_O que fazer_
**a.** Responda às perguntas abaixo com base no trecho sobre a responsabilidade civil do Estado:
(i) Segundo o texto, o que desencadeou o procedimento de investigação criminal a que o recorrido foi submetido?
(ii) Por qual motivo o recorrido foi absolvido?
(iii) Em que se funda a responsabilidade civil objetiva do Estado, conforme o texto?
**b.** Escreva a continuação do trecho sobre a responsabilidade civil do Estado a partir do ponto em que ele termina.

**** Texto selecionado

As premissas para o reconhecimento da responsabilidade do Estado foram as
seguintes: 1. o recorrido foi submetido a investigação criminal, cujo
procedimento foi desencadeado por uma portaria do Chefe do Executivo, e, em
razão da divulgação sensacionalista dos fatos pela imprensa local, a sua imagem
pública foi denegrida; 2. a Comissão de Sindicância, logo no início, não foi
capaz de elucidar toda a questão, devendo ter propiciado aos sindicados o
contraditório e a ampla defesa; 3. o prosseguimento do inquérito pela autoridade
policial, com o posterior oferecimento da denúncia pelo Ministério Público,
seguido do seu recebimento pelo magistrado processante, ocorreram de forma
equivocada por parte dos agentes públicos respectivos; 4. a responsabilidade
civil do Estado é objetiva, fundada no risco administrativo, dispensando a prova
da culpa da Administração, bastando tão somente o nexo de causalidade entre a
conduta e o dano; embora escamoteadas por uma aparente legalidade ou licitude,
houve abuso de direito por parte dos agentes públicos, cabendo a Administração
responder pelas conseqüências danosas que dele resultar.
Conforme será demonstrado, essas premissas são falsas e completamente contrárias
ao que determina o §6o, do art. 37, da Constituição Federal, ressalvado, é
óbvio, ao que tange à doutrina da responsabilidade civil do Estado que,
realmente, é objetiva, dispensa a prova da culpa, sendo necessário tão somente a
demonstração do nexo de causalidade entre a conduta e o dano.
Ao fim destas razões, chegaremos às seguintes conclusões, bastantes ao
acolhimento do presente recurso:
1. malgrado seja a responsabilidade do Estado objetiva, fundada na teoria do
risco administrativo, cuja comprovação não exige a demonstração de culpa por
parte do Poder Público, é irrefutável que a Administração não responde por atos
de terceiros, no caso, a imprensa. Em outras palavras: os danos causados à
imagem do recorrido, de fato, existiram, mas foram causados unicamente por atos
da imprensa local, razão pela qual o Estado não pode ser responsabilizado;
2. não houve nexo de causalidade entre os atos dos agentes públicos e os danos
sofridos pelo autor;
3. os agentes públicos, jungidos que estão ao princípio da legalidade e da
oficialidade, têm o dever de impulsionar a persecução criminal. No caso, a
autoridade policial agiu dentro do estrito cumprimento de seu dever legal, sendo
certo que, antes da Constituição de 1988, não constituía constrangimento ilegal
a submissão do indiciado à identificação criminal. Da mesma forma, o Promotor de
Justiça ofereceu a denúncia seguindo seu dever funcional, e o juiz a recebeu de
acordo com a sua íntima convicção, ainda perfunctória, resultante de um juízo
provisório e preliminar, sendo certo que os atos jurisdicionais, salvo previsão
legal, não ensejam a responsabilidade civil em caso de eventual erro;
4. o Estado não pode ser responsabilizado civilmente por atos legítimos de
persecução criminal, que se deram dentro dos limites autorizados por lei, e em
obediência ao due process of law, porquanto os ônus decorrentes de uma
persecutio criminis são normais, inerentes à própria natureza da processo,
devendo ser suportados pelos administrados em nome do interesse público;
5. o jus puniendi não apenas é um direito do Estado, como também um dever,
mormente em face da entronização do princípio da moralidade no texto
constitucional;
6. o recorrido foi absolvido por insuficiência de provas, o que demonstra que os
atos de persecução criminal foram não apenas lícitos e legais como, igualmente,
legítimos, afastando toda e qualquer responsabilidade objetiva do Estado, até
porque os danos foram causados não pela persecução penal, mas pelas maliciosas e
sensacionalistas notícias veiculadas pela imprensa, notícias estas das quais o
Estado não teve qualquer participação;
7. por fim, mas não menos importante, com base no critério da dimensão de peso e
importância dos princípios constitucionais, verificar-se-á que o interesse
público, decorrente da elucidação dos fatos supostamente irregulares, deve
prevalecer no caso em questão, pois este foi e é o valor constitucional que o
ordena-mento jurídico, em seu conjunto, desejou - e deseja - ver preservado,
principalmente por se tratar o recorrido de um homem público, sujeito a uma
fiscalização social mais rigorosa.

********
**** Itens de dados

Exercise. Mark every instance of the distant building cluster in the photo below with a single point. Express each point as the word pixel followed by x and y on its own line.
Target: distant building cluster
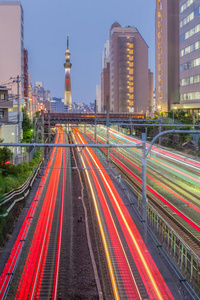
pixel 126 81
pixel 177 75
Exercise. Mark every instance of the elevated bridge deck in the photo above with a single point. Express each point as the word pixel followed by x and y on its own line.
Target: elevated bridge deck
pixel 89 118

********
**** Itens de dados

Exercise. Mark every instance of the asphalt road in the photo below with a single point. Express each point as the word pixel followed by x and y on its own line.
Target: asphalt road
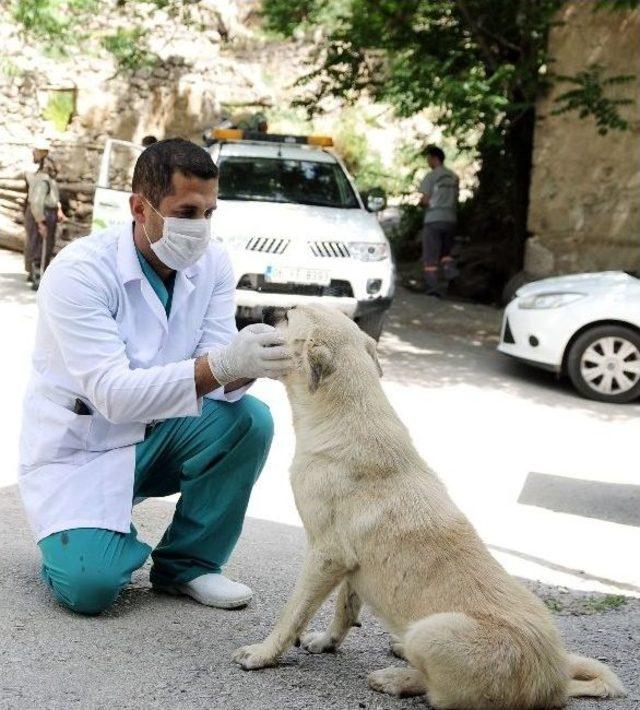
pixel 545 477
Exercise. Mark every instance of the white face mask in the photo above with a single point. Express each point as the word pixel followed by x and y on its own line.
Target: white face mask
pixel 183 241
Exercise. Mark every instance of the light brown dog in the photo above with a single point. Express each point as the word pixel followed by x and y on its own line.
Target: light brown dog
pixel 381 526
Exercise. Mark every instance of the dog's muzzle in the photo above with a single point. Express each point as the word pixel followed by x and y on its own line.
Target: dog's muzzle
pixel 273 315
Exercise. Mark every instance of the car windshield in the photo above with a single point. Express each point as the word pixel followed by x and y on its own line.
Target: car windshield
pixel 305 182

********

_Tarefas resolvidas_
**a.**
(i) Uma portaria do Chefe do Executivo.
(ii) Por insuficiência de provas.
(iii) No risco administrativo.

**b.**
Constitui ponto pacífico: a responsabilidade extracontratual do Estado por danos
derivados de comportamentos administrativos de seus agentes é objetiva, ou seja,
independe da culpa do agente. É o que se extrai de uma adequada ilação do
dispositivo constitucional insculpido no § 6o, art. 37:
"§ 6º - As pessoas jurídicas de direito público e as de direito privado
prestadoras de serviços públicos responderão pelos danos que seus agentes, nessa
qualidade, causarem a terceiros, assegurado o direito de regresso contra o
responsável nos casos de dolo ou culpa."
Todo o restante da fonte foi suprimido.